* What to do: One number is the whole answer: the tally of lines in the records below that contain "lightning".

* Task data:
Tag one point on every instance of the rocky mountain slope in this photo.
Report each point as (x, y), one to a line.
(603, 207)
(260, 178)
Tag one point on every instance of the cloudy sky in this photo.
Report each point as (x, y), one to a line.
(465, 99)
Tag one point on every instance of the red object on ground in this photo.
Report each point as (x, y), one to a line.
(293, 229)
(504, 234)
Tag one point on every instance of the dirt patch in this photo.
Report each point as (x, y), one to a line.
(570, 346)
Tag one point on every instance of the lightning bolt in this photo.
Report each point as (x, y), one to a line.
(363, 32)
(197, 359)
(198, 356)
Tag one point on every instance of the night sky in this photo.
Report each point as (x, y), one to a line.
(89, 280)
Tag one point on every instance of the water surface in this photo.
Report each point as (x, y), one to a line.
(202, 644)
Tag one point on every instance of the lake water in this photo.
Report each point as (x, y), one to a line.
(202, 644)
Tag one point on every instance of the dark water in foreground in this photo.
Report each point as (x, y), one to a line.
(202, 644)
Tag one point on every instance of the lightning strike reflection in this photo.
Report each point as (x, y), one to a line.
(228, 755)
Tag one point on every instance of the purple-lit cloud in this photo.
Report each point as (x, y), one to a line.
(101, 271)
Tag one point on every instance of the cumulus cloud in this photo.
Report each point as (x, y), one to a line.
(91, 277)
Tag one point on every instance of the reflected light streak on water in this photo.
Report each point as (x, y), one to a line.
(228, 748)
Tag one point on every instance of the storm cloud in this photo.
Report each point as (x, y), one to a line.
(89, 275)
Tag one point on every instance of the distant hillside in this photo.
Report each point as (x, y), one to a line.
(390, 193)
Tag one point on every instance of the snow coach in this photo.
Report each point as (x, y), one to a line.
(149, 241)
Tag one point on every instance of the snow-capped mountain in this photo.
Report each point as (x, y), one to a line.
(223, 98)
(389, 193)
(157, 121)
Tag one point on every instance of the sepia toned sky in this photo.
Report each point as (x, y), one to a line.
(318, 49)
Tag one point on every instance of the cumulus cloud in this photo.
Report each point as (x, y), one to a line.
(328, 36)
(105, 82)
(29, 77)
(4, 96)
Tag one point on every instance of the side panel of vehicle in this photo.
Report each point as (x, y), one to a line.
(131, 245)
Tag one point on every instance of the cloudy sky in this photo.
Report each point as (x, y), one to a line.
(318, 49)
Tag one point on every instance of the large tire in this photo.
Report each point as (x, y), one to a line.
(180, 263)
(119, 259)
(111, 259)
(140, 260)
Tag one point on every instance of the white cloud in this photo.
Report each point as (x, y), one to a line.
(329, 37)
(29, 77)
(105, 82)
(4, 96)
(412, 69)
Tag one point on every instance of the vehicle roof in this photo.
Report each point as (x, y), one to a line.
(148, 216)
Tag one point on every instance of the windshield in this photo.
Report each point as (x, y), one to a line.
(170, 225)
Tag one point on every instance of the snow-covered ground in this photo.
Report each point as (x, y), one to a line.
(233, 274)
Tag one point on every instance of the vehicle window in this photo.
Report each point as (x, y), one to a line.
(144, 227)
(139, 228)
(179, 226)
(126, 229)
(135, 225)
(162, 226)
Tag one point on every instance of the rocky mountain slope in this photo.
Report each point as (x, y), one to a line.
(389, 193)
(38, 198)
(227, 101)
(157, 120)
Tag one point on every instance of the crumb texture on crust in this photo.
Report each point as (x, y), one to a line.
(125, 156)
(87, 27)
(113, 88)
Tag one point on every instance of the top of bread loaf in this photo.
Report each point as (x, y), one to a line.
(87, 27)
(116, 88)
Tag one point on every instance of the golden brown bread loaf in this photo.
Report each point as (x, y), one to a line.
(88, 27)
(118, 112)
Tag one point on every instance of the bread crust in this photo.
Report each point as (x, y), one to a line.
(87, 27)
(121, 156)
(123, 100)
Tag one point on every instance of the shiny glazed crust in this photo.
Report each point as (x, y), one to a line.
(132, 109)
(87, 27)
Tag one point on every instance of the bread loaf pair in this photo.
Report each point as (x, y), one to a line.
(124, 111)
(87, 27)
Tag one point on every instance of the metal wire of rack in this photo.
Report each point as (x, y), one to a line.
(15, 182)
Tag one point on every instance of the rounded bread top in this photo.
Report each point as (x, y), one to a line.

* Your response: 2